COMPITO DA SVOLGERE - Ricopia per favore, dal testo sulla mostra del Rinascimento a Brescia, il passo compreso tra "Riceviamo e pubblichiamo" e "luoghi del territorio.", estremi inclusi.

Riceviamo e pubblichiamo alcune considerazioni a margine della mostra sul Rinascimento a Brescia, allestita presso il Museo di Santa Giulia
Negli anni settanta Andrea Emiliani, storico dell’arte al tempo soprintendente di Bologna, titolava un suo libro Dal museo al territorio. La sua lezione era chiara: le opere d’arte (a partire dalla pittura) vanno lette, guardate, accolte quali germinazioni di un contesto insieme storico e geografico, come frutti di una civiltà artistica – per usare un termine della critica letteraria – cronotopica in cui l’opera d’arte rompe il confinamento estetico del museo per spargere la sua pregnanza storica nei luoghi del territorio.
La lezione pionieristica di Emiliani pare aver trovato a Brescia un’eccellente applicazione, poiché la succinta e densissima mostra «Il Rinascimento a Brescia. Moretto, Romanino, Savoldo 1512-1552», allestita presso il Museo di Santa Giulia (fino al 16 febbraio), si dirama nei rimandi ad altre opere dei tre sommi maestri bresciani e di vari protagonisti coevi (Tiziano, Lotto…), opere conservate in diverse sedi museali quali la vicina Pinacoteca Tosio Martinengo e, ancor più, disseminate in palazzi e chiese e monasteri del notevole centro storico cittadino, nonché rintracciabili lungo alcune importanti direttrici territoriali che si allungano sino a lambire le Prealpi. (Il tutto lo troviamo riassunto in una guida gratuita in cui la Fondazione Brescia Musei espone la sua strategia culturale, che va, appunto, dalla mostra al museo al territorio.)

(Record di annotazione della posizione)
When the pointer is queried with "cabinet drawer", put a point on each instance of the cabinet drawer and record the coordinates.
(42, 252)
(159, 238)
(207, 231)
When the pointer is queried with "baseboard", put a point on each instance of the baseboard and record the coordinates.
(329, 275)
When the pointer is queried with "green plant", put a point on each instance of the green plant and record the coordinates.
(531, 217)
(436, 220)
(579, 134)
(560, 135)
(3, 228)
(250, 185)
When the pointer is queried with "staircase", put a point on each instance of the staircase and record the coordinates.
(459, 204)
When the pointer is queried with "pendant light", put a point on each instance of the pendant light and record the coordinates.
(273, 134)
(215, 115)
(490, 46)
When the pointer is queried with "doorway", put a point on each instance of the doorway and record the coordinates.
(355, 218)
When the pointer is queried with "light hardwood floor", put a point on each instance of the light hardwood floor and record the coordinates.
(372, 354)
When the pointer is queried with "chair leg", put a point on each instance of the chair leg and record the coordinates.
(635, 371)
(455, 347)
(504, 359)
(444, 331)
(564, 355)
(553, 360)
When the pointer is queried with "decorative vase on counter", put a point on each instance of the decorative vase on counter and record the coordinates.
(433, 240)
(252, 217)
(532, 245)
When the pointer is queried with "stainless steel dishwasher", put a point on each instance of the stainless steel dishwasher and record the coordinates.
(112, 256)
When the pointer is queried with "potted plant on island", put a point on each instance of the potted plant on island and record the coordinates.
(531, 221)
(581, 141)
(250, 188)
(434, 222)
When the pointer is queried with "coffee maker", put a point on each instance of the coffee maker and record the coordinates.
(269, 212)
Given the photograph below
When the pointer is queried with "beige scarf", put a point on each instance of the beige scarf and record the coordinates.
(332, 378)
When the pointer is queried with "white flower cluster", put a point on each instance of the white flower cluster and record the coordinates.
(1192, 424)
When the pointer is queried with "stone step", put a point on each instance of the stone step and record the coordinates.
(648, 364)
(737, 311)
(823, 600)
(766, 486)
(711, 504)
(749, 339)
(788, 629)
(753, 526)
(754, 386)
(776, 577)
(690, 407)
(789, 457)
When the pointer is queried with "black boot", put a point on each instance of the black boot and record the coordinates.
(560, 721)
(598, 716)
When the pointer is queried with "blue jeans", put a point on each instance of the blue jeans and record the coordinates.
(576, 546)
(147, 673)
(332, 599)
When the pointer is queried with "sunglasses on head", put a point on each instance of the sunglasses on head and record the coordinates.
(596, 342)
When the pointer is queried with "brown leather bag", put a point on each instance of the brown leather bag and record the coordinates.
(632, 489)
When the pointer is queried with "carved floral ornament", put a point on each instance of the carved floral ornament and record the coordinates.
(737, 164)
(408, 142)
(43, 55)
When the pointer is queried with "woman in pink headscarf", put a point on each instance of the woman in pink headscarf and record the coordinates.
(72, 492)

RISULTATO DEL COMPITO -
Riceviamo e pubblichiamo alcune considerazioni a margine della mostra sul Rinascimento a Brescia, allestita presso il Museo di Santa Giulia
Negli anni settanta Andrea Emiliani, storico dell’arte al tempo soprintendente di Bologna, titolava un suo libro Dal museo al territorio. La sua lezione era chiara: le opere d’arte (a partire dalla pittura) vanno lette, guardate, accolte quali germinazioni di un contesto insieme storico e geografico, come frutti di una civiltà artistica – per usare un termine della critica letteraria – cronotopica in cui l’opera d’arte rompe il confinamento estetico del museo per spargere la sua pregnanza storica nei luoghi del territorio.